## Zitierter Text:

Gesamtgesellschaftlich kam es aber durch den Modernisierungsprozeß und den damit einhergehenden besseren Informationsfluß zur Ausbreitung und Ausbildung neuer, am urbanen Zuschnitt orientierter Wertvorstellungen auf dem Land, die eine Sogwirkung besonders auf die aktiven Teile der ländlichen und kleinstädtischen Bevölkerung in die großen Städte ausübten, die ursächlich aus der Unzufriedenheit und Beschwerlichkeit im ländlichen Herkunftsbereich resultiert und getragen wird von der Hoffnung auf ein besseres Leben, ohne die Plackerei in der Landwirtschaft und der Eintönigkeit des ländlichen Lebens. Diese optimistische Einschätzung der großstädtischen Sphäre kontrastiert aber scharf mit den tatsächlich vorgefundenen Existenzbedingungen und -möglichkeiten in den Städten.

Industrialisierung
Die Industrialisierung verlief, nach der politischen Vorgabe der Umwandlung der Agrargesellschaft in eine sozialistische Industriegesellschaft, im wesentlichen initiiert über die Errichtung von Großunternehmen oder zumindest mittelgroßen Betrieben v.a. der Grundstoff- und Investitionsgüterindustrie an allen zentralen Punkten der Beckenregion. Die Standorte sind aber in der Regel so weit voneinander entfernt, daß es trotz eines relativ starken Industriebesatzes nirgendwo zu Verdichtungen oder gar Ballungen kommt. Der Inselcharakter wird noch dadurch gestärkt, daß selbst dort, wo einzelne Branchen eine herausragende Bedeutung besitzen, die industrielle Ausstattung meist relativ breit über viele Branchen gestreut ist und ein Verbund unter den Zentren relativ unterentwickelt ist. Das Wachstum dieser zentralen Orte war und ist rapide, und die durch die Migration induzierte durchschnittliche Verdreifachung der Einwohnerzahl der Städte seit Kriegsende führte dazu, daß der Anteil der Zugezogenen heute überall den Anteil der autochthonen Einwohnerschaft übersteigt. Zentrale Orte im Sinne einer Urbanisierung, d.h. der Ausweitung städtischer Verhaltensweisen auf das Land, sind sie allerdings nicht. Die Städte funktionieren hauptsächlich als in sich geschlossene Sozialräume, und es gibt nur einen sehr begrenzten, äußerlich bleibenden, unstrukturierten Kontakt und Impuls zum Umland: Stadt und Land existieren nebeneinander und sind nicht funktional aufeinander bezogen.

## Ziel der Übung:
Entnimm bitte dem Text über Industrialisierung und Abwanderung wörtlich den Abschnitt von „Gesamtgesellschaftlich kam es“ bis „in den Städten.“.

## Angezeigte Angaben:
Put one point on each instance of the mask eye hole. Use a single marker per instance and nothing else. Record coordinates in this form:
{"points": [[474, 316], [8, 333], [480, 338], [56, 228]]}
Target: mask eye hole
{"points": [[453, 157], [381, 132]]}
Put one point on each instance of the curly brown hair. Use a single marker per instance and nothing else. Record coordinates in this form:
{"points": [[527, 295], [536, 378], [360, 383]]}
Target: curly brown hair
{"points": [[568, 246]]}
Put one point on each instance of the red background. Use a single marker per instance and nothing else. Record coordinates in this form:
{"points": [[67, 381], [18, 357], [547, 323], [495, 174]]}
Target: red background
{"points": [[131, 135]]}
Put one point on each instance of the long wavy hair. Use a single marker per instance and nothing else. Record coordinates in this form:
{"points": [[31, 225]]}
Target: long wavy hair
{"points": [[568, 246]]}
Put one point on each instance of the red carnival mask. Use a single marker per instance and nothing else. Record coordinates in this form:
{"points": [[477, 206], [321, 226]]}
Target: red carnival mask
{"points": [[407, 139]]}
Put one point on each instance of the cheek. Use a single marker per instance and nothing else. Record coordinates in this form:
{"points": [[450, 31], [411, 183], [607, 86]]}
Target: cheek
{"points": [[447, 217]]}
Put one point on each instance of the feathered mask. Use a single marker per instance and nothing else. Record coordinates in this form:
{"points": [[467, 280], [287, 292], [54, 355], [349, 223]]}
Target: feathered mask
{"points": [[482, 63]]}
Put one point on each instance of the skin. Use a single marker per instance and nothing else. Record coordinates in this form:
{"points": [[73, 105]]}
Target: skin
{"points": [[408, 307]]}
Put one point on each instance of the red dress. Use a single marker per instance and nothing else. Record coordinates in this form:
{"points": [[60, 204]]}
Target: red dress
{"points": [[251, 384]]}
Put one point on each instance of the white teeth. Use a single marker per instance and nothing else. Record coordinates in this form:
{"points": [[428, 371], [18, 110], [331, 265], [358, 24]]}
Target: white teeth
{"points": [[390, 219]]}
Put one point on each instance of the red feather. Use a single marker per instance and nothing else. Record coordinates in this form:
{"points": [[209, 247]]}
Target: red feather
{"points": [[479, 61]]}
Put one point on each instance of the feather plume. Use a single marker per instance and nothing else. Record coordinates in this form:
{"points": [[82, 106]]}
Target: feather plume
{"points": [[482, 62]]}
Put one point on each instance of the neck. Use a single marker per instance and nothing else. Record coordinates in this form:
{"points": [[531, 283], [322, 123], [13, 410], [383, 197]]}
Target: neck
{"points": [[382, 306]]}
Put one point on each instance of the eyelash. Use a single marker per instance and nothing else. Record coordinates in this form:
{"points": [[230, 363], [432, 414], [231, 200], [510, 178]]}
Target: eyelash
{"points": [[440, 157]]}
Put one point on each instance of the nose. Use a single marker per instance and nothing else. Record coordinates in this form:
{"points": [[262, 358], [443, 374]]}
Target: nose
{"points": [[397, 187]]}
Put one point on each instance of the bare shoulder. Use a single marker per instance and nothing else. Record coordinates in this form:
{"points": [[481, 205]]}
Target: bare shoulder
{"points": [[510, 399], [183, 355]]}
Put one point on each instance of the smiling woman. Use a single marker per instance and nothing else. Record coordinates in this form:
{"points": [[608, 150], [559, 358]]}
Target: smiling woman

## Antwort zur Aufgabe:
Gesamtgesellschaftlich kam es aber durch den Modernisierungsprozeß und den damit einhergehenden besseren Informationsfluß zur Ausbreitung und Ausbildung neuer, am urbanen Zuschnitt orientierter Wertvorstellungen auf dem Land, die eine Sogwirkung besonders auf die aktiven Teile der ländlichen und kleinstädtischen Bevölkerung in die großen Städte ausübten, die ursächlich aus der Unzufriedenheit und Beschwerlichkeit im ländlichen Herkunftsbereich resultiert und getragen wird von der Hoffnung auf ein besseres Leben, ohne die Plackerei in der Landwirtschaft und der Eintönigkeit des ländlichen Lebens. Diese optimistische Einschätzung der großstädtischen Sphäre kontrastiert aber scharf mit den tatsächlich vorgefundenen Existenzbedingungen und -möglichkeiten in den Städten.